To take a personal example, my environmental work is rooted in my love of the earth and its life forms, and my personal experience that both the Earth and many elements within it that our society deems inert are in fact sentient and aware, from mountains and oceans to trees and flowers. I have had experiences that this is so.
But I cannot reliably guarantee similar experiences to people who have not had encounters like mine. So I seek to discover arguments enabling us to agree on concrete outcomes even if their motivations will be as limited by their own experiences and individuality as mine are. Doing so requires me to try and find commonalities between myself and others, bridges over which we can come to agreements.
When I cannot do this I would argue my position may remain a strong personal value, but I have no right to argue others must adopt it. Those who would argue others do have to adopt it have made themselves the enemy of their fellow citizens, the enemy of democracy, and the enemy of everything I have experienced that could be called spiritual.

——

§ **USING THE INFORMATION**
A – Reproduce the text on environmental conviction and democracy word for word, starting at the words "But I cannot" and stopping after "come to agreements.".
B – Write the next part of the text on environmental conviction and democracy, picking up after its final sentence.
The records play no part in what is asked here.

——

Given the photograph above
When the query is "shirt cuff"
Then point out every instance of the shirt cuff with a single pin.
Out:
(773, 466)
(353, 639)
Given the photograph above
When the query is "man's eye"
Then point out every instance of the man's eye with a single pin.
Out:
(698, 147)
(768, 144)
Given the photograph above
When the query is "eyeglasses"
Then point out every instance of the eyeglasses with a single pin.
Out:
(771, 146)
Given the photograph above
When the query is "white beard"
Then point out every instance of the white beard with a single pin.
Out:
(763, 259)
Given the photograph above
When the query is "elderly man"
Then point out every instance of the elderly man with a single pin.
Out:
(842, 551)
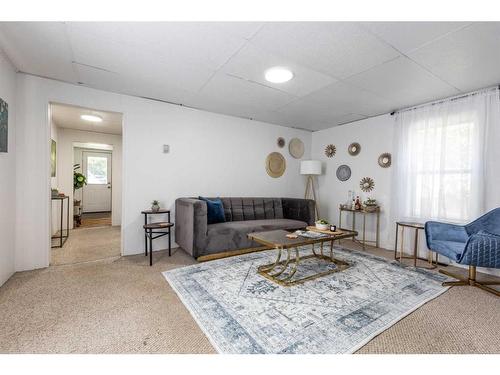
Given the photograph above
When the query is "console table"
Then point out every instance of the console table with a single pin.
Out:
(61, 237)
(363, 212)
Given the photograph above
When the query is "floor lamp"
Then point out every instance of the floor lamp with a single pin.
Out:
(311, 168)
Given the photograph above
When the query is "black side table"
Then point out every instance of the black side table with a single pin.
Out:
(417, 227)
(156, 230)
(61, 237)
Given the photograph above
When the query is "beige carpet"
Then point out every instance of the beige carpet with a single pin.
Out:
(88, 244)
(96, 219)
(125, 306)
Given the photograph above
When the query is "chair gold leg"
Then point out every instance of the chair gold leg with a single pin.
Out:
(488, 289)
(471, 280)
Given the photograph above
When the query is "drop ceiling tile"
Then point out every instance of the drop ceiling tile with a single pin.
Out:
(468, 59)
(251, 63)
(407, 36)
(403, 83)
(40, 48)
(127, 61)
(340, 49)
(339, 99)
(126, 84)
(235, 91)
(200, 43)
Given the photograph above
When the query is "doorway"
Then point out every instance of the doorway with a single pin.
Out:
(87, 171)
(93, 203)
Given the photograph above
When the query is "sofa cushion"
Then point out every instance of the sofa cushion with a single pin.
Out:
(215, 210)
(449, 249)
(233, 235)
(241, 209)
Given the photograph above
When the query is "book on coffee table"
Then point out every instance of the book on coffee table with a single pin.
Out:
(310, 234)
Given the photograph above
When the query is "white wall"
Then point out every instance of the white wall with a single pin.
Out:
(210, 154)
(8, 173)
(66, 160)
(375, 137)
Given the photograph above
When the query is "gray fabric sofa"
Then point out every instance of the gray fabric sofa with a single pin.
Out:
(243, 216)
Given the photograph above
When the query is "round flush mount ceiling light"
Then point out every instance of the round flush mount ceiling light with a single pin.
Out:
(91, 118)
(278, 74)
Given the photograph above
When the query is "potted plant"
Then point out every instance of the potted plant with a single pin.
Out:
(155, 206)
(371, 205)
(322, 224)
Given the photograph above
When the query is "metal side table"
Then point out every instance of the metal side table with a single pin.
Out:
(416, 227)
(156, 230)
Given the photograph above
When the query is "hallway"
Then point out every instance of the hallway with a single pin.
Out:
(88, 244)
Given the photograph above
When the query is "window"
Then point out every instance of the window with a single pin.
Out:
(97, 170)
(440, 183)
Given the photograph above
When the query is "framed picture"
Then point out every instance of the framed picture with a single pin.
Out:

——

§ **ANSWERS**
A –
But I cannot reliably guarantee similar experiences to people who have not had encounters like mine. So I seek to discover arguments enabling us to agree on concrete outcomes even if their motivations will be as limited by their own experiences and individuality as mine are. Doing so requires me to try and find commonalities between myself and others, bridges over which we can come to agreements.

B –
posted February 5, 2009 at 3:07 am
I would concur with you regarding the importance of logical and moral suasion in political discourse. The problem with the religious right is that they do not content themselves with this approach. If they can’t convince or convert the public, then they’ll attempt to seize control of the machinery of government and use it to impose upon everybody conformity with their own beliefs and values.
We see this in action at all levels, from boards of education that have been hijacked by know-nothing knuckle-draggers for the purpose of forcing schools to teach “creation science,” to the federal “global gag rule” (recently revoked) that prohibited funding for overseas organizations that provide abortions or that make information about abortion available (more on this at http://blog.beliefnet.com/pontifications/2009/01/obamas-mexico-city-repeal-a-pr.html)
You wrote, “When I cannot do this I would argue my position may remain a strong personal value, but I have no right to argue others must adopt it.” Unfortunately, this view is not shared by the sort of person whose bumper sticker reads, “The Bible says it, I believe it, that settles it.”
posted February 5, 2009 at 11:00 am
This situation is broader than religion. I may believe that stem cells should be used to fix spinal cord injuries because I have a friend in a wheelchair. I can’t use that as a general political argument that everyone should accept.
BTW your software is putting “Your Name” at the top of posts.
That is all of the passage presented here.